Zittingsplaats Haarlem
Bestuursrecht
zaaknummer: HAA 20/2626

uitspraak van de voorzieningenrechter van 29 mei 2020 in de zaak van tussen

[verzoekster] , te [woonplaats] , verzoekster

en

het college van burgemeester en wethouders van de gemeente Bergen, verweerder

(gemachtigde: P. Goossens).

Procesverloop

Bij brief van 23 januari 2020 heeft verzoekster bij verweerder een verzoek in het kader van de Wet openbaarheid van bestuur (Wob) ingediend.
Bij besluit van 27 maart 2020 (het bestreden besluit) heeft verweerder het verzoek van verzoekster in het kader van de Wob gedeeltelijk toegewezen.
Verzoekster heeft tegen het bestreden besluit bezwaar gemaakt. Tevens heeft zij de voorzieningenrechter verzocht een voorlopige voorziening te treffen.
Verweerder heeft een verweerschrift ingediend.

Overwegingen

1. Het oordeel van de voorzieningenrechter heeft een voorlopig karakter en bindt de rechtbank in een (eventueel) bodemgeding niet.
2. Uit artikel 8:81 van de Algemene wet bestuursrecht vloeit voort dat een verzoek om een voorlopige voorziening moet voldoen aan de vereisten van formele en materiële connexiteit. Niet alleen is voor een ontvankelijk verzoek om een voorlopige voorziening nodig dat tegen een besluit bezwaar is gemaakt bij het bestuursorgaan of beroep is ingesteld bij de bestuursrechter (de formele connexiteit), wat een verzoeker met zijn verzoek wil bereiken moet ook betrekking hebben op de inhoud van dat bestreden besluit (de materiële connexiteit).

+ + + + +

• VERWERKINGSOPDRACHTEN:
• 1. Noem alle datums die in de uitspraak voorkomen, in de volgorde waarin ze staan.
• 2. Neem uit de uitspraak het stuk van "uitspraak van de" tot en met "bestuur (Wob) ingediend." letterlijk over.
De records komen uit een andere bron dan de uitspraak.

+ + + + +

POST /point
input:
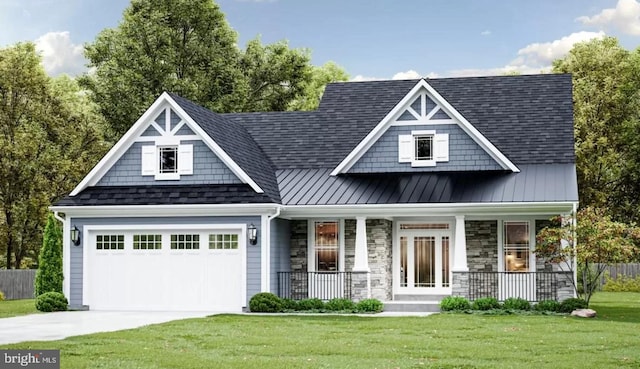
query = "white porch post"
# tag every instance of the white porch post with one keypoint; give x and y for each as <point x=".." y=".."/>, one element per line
<point x="361" y="260"/>
<point x="460" y="247"/>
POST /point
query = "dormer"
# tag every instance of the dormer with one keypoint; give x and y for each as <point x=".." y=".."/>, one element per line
<point x="424" y="133"/>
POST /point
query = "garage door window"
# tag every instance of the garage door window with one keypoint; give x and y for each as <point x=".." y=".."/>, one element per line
<point x="185" y="241"/>
<point x="110" y="242"/>
<point x="223" y="241"/>
<point x="147" y="241"/>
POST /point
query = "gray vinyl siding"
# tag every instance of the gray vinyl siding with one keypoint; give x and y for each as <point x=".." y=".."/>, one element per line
<point x="207" y="169"/>
<point x="253" y="252"/>
<point x="280" y="248"/>
<point x="464" y="153"/>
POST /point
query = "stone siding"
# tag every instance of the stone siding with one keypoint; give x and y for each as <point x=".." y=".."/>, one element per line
<point x="482" y="245"/>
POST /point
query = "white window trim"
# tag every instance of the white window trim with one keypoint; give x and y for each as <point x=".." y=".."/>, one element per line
<point x="532" y="241"/>
<point x="311" y="235"/>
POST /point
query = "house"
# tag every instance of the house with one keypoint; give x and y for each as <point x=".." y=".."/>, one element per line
<point x="405" y="191"/>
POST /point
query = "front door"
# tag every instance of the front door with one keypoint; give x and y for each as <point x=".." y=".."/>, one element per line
<point x="424" y="262"/>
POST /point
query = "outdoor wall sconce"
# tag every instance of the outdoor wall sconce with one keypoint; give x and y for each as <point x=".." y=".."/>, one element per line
<point x="252" y="232"/>
<point x="75" y="236"/>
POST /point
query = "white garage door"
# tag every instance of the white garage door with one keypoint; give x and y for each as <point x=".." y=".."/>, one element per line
<point x="164" y="269"/>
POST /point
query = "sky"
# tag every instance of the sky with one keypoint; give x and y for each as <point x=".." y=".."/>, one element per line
<point x="370" y="39"/>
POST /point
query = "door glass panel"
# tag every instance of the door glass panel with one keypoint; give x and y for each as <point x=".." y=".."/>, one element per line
<point x="403" y="261"/>
<point x="424" y="261"/>
<point x="445" y="261"/>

+ + + + +

• UITWERKINGEN:
• 1. 29 mei 2020, 23 januari 2020 en 27 maart 2020.

• 2.
uitspraak van de voorzieningenrechter van 29 mei 2020 in de zaak van tussen

[verzoekster] , te [woonplaats] , verzoekster

en

het college van burgemeester en wethouders van de gemeente Bergen, verweerder

(gemachtigde: P. Goossens).

Procesverloop

Bij brief van 23 januari 2020 heeft verzoekster bij verweerder een verzoek in het kader van de Wet openbaarheid van bestuur (Wob) ingediend.